Requirement — Reproduce every one of the entries below word for word.

Record list —
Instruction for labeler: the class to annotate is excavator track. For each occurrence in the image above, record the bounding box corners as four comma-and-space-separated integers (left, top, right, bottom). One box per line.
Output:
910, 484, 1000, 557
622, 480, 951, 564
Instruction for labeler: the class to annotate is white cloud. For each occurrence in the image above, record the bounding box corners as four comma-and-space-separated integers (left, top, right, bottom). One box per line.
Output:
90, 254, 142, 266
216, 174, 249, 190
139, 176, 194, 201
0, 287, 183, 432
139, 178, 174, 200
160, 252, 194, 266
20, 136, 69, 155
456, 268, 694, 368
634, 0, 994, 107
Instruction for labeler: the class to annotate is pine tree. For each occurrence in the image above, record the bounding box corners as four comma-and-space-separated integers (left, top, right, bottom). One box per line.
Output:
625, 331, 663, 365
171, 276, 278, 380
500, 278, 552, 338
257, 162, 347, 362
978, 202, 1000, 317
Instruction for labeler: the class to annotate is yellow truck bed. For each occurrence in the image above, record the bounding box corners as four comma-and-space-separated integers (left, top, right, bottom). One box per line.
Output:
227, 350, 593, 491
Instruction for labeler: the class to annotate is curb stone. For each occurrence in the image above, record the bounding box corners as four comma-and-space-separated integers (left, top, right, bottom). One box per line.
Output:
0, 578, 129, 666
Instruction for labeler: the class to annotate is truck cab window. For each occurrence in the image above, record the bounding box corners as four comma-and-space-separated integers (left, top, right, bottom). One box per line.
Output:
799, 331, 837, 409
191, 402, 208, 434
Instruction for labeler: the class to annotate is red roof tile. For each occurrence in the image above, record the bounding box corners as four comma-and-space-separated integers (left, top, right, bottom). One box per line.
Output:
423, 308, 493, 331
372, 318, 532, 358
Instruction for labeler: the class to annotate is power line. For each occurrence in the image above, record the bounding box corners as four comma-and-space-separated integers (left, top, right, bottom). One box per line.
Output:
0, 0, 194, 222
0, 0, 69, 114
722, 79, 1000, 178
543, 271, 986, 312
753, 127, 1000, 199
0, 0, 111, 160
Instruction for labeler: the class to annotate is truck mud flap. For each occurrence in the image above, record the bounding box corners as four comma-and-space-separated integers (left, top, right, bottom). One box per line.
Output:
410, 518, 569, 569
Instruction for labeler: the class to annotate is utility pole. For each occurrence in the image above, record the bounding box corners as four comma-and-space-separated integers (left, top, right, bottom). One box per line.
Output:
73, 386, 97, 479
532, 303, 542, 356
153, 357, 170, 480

Answer to this problem —
Instruction for labeler: the class to annotate is excavator track. For each occurrence in the image above, record the bounding box corners as four comma-and-space-separated integers (left, top, right, bottom). One box per line.
Output:
910, 484, 1000, 557
622, 480, 951, 564
Instruction for labeler: the class to annotate is white cloud. For each occurrence in the image above, record the bounding box corners as four comma-and-space-separated integers (left, top, right, bottom). One box per line.
Output:
90, 254, 142, 266
216, 174, 249, 190
139, 176, 194, 201
0, 287, 183, 432
139, 178, 174, 200
160, 252, 194, 266
20, 136, 69, 155
456, 268, 694, 368
634, 0, 994, 107
Instruction for labeler: the class to annotate is pine tree. For each occurrence in the image above, record the bounding box corners as four comma-and-space-separated integers (left, top, right, bottom). One box per line.
Output:
625, 331, 663, 365
171, 276, 278, 380
500, 278, 552, 338
257, 162, 347, 362
978, 202, 1000, 317
Instruction for labeler: the class to annotate is yellow truck bed. For each occurrence in the image above, record the bounding box corners as four comma-and-space-separated integers (left, top, right, bottom). One box per line.
Output:
227, 350, 593, 491
Instruction for labeler: the class to annotate is curb stone. For each occurrence in the image above, record the bounding box corners as four comma-and-space-separated integers (left, top, right, bottom). One box per line.
Output:
0, 578, 129, 666
Instruction for labeler: the class to annotate is truck cab window. For each occurrence in the image above, record the bounding box corners as four comma-and-space-separated integers (left, top, right, bottom). One box per line.
Output:
799, 331, 837, 409
191, 402, 208, 434
Instruction for labeler: the class to annotate is red roof tile. For each occurrence in the image above, record the bounding box corners as four comma-and-space-separated integers (left, top, right, bottom). One box per line.
Output:
423, 308, 493, 331
372, 318, 532, 358
Instruction for labeler: the class to annotate is power line. For each occurrence in the image above, record the bounding box corners as four comma-and-space-separated integers (left, top, right, bottom). One box per line.
Output:
0, 0, 194, 222
0, 0, 69, 114
722, 79, 1000, 178
543, 271, 986, 312
753, 127, 1000, 199
0, 0, 111, 160
Instruction for labeler: the class to annotate is truck mud flap. For each occurrence in the image above, record the bounding box corners as four comma-and-space-separated integers (left, top, right, bottom). One box per line.
Output:
410, 518, 569, 569
Instruction for labeler: the class to annotate is utility pole. For each occurrence in the image above, record the bounding box corners as four comma-and-space-separated integers (left, top, right, bottom). One box per line.
Output:
73, 386, 97, 479
532, 303, 542, 356
153, 357, 170, 480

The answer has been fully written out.